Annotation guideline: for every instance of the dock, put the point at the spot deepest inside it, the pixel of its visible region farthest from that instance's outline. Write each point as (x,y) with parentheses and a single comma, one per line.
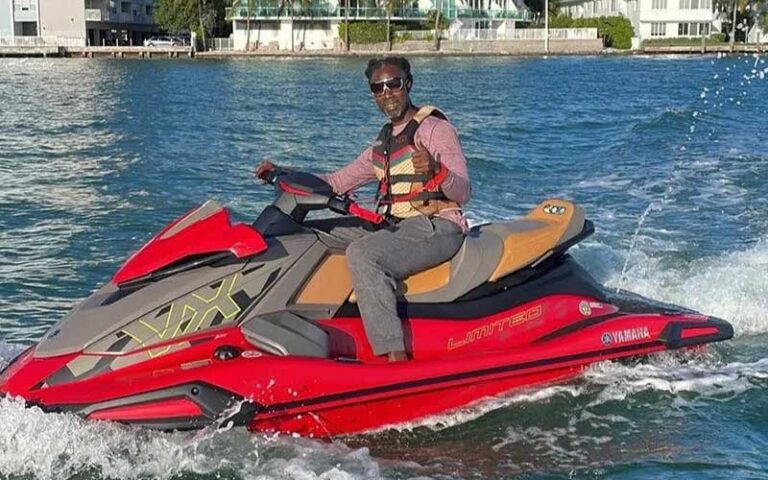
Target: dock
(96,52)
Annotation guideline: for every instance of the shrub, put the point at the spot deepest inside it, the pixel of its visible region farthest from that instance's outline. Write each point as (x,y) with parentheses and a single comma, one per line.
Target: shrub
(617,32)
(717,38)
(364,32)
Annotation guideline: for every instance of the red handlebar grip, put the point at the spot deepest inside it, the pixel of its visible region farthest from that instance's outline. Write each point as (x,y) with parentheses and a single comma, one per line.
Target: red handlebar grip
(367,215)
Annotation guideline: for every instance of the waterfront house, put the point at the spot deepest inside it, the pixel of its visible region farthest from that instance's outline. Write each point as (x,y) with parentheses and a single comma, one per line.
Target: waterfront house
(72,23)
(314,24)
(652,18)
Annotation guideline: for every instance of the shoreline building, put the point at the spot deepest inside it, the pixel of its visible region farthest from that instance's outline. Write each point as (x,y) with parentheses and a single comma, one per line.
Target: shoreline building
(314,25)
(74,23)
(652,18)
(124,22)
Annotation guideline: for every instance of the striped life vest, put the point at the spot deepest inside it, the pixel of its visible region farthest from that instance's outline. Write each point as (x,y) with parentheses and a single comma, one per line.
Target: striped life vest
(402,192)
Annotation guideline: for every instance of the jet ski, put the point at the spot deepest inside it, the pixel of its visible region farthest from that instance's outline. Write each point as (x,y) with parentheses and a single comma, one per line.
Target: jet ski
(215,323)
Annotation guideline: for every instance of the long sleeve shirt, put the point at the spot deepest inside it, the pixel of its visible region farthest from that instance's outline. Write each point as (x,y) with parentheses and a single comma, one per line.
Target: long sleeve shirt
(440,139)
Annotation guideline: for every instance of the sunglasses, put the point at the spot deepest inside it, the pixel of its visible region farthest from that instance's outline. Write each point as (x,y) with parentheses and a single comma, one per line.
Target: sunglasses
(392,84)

■ ■ ■

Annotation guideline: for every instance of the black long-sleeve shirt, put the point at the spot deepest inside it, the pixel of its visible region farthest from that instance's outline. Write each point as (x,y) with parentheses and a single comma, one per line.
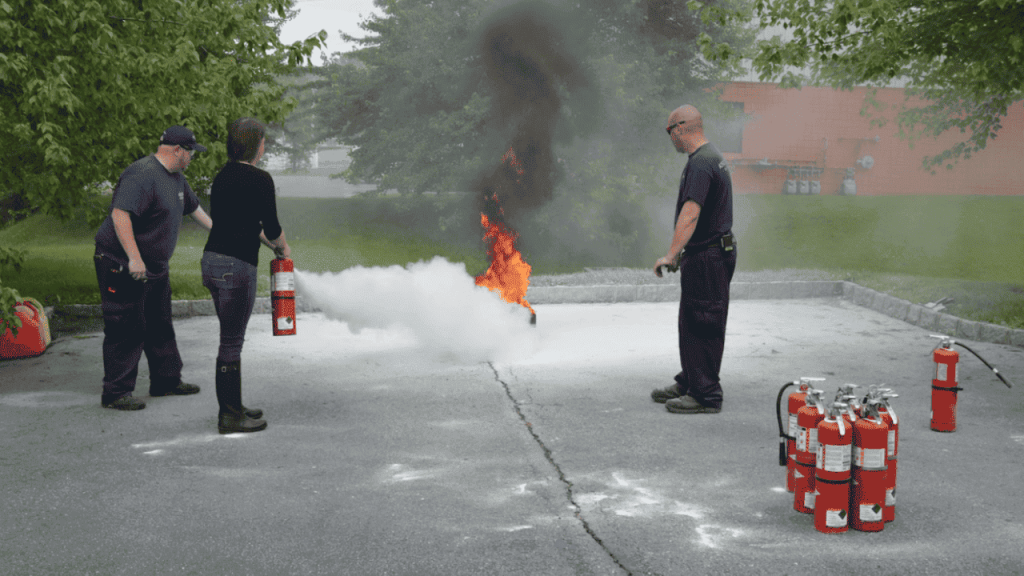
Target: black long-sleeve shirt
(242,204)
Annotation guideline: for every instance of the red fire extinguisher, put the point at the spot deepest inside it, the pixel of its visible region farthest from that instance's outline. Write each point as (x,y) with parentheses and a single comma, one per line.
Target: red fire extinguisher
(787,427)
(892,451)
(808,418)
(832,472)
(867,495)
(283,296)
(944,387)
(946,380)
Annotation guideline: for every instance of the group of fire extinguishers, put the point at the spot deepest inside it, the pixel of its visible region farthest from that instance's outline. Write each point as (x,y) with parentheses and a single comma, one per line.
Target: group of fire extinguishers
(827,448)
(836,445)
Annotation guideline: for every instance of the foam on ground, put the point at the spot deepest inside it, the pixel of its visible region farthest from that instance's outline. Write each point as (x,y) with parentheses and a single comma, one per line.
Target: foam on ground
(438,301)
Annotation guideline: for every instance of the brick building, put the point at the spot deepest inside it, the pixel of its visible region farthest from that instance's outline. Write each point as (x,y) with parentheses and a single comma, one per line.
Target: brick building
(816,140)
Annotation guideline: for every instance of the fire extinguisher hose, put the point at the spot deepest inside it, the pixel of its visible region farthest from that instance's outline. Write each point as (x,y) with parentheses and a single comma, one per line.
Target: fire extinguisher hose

■ ■ ■

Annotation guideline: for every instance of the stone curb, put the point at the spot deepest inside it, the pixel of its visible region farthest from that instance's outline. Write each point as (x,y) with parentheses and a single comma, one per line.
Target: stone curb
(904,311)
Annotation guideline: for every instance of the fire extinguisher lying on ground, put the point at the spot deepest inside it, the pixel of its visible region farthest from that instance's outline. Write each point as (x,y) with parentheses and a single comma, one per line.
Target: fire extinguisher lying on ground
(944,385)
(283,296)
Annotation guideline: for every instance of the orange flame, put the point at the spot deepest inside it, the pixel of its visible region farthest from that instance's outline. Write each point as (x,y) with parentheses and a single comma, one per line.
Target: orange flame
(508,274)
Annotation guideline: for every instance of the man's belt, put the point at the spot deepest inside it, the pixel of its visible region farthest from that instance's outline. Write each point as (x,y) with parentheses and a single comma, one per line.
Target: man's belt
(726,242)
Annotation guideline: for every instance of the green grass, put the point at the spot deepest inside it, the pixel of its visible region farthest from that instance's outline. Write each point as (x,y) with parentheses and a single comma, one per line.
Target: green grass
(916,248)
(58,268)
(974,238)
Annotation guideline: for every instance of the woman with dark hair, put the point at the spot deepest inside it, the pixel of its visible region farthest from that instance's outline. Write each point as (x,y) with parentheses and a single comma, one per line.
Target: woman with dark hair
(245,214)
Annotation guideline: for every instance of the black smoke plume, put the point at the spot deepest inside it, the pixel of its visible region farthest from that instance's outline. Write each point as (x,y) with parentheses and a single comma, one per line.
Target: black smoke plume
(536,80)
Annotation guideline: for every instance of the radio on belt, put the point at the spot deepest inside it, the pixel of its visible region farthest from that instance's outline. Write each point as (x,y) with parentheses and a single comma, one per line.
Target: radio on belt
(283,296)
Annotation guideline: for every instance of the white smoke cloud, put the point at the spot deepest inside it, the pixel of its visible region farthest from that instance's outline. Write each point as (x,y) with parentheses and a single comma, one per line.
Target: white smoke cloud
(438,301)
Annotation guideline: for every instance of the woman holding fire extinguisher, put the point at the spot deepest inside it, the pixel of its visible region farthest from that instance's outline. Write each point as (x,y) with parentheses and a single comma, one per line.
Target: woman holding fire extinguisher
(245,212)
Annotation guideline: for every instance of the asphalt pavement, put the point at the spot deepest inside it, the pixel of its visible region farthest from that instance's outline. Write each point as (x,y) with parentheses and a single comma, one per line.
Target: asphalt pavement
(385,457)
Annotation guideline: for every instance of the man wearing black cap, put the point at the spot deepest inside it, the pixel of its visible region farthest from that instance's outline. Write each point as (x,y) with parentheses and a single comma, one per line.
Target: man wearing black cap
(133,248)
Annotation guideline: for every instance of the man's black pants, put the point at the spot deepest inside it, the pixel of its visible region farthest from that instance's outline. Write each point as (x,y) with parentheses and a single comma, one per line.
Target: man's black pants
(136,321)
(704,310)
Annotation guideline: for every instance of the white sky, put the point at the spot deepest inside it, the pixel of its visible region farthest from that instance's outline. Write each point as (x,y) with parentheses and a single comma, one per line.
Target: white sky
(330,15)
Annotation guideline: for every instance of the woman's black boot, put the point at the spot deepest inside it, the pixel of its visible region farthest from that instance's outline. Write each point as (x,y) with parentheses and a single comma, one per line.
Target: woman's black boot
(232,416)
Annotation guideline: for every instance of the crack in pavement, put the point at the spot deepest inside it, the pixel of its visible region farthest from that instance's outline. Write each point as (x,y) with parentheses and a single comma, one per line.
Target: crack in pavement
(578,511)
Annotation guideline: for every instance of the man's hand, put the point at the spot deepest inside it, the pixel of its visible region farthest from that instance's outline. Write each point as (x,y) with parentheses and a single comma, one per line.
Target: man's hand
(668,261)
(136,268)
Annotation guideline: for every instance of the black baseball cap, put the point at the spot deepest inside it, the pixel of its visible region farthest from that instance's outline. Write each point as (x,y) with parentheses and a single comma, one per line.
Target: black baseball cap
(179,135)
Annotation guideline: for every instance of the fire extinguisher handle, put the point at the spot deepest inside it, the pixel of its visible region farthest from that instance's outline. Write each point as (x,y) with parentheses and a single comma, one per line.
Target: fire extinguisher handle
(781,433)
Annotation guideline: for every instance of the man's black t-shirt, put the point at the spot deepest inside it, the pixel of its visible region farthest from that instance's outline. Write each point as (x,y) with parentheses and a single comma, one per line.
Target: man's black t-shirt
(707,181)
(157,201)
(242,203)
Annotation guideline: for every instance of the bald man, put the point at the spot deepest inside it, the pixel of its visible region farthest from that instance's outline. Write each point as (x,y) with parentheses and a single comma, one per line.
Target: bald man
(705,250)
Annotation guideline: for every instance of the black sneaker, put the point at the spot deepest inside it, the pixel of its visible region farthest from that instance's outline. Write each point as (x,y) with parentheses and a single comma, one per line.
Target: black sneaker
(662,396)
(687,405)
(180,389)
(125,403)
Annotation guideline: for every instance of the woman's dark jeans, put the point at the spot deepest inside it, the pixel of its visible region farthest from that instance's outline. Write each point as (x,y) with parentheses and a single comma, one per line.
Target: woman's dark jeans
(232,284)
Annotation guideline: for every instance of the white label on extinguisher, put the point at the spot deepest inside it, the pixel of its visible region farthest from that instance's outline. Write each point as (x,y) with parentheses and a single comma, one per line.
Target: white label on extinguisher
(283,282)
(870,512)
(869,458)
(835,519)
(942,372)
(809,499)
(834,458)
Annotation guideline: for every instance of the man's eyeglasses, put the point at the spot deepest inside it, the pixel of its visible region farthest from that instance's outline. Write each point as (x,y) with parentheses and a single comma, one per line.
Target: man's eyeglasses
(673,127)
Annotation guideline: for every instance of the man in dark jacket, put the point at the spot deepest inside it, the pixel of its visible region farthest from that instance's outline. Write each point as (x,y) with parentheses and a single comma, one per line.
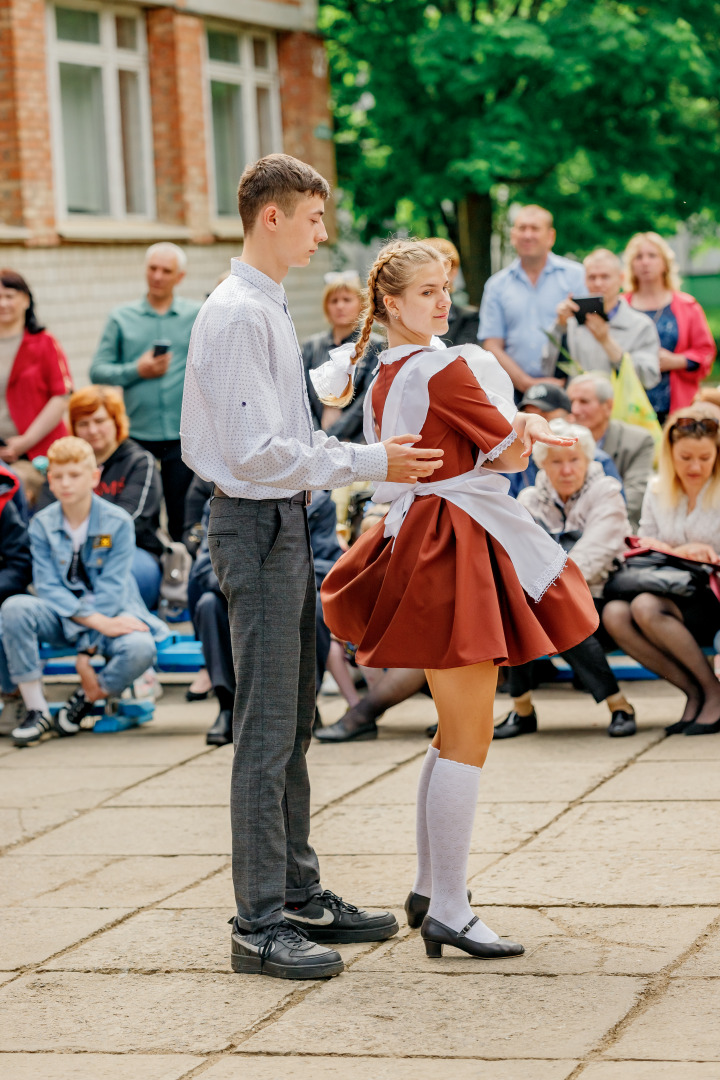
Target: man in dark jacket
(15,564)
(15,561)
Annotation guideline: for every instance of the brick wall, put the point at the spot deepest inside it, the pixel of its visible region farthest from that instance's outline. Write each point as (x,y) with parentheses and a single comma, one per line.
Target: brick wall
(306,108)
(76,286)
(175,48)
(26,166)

■ ■ ■

Collect every line in the entries above that contains the string "hose", and copy each one in full.

Exercise answer ▸
Annotation guideline: for every instance of the fire extinguisher hose, put the point at the spot deepest inside it, the pixel of its visible region farthest from that instance's outline. Write each point as (x,y) with parentheses and a single comma, one per line.
Target: fire extinguisher hose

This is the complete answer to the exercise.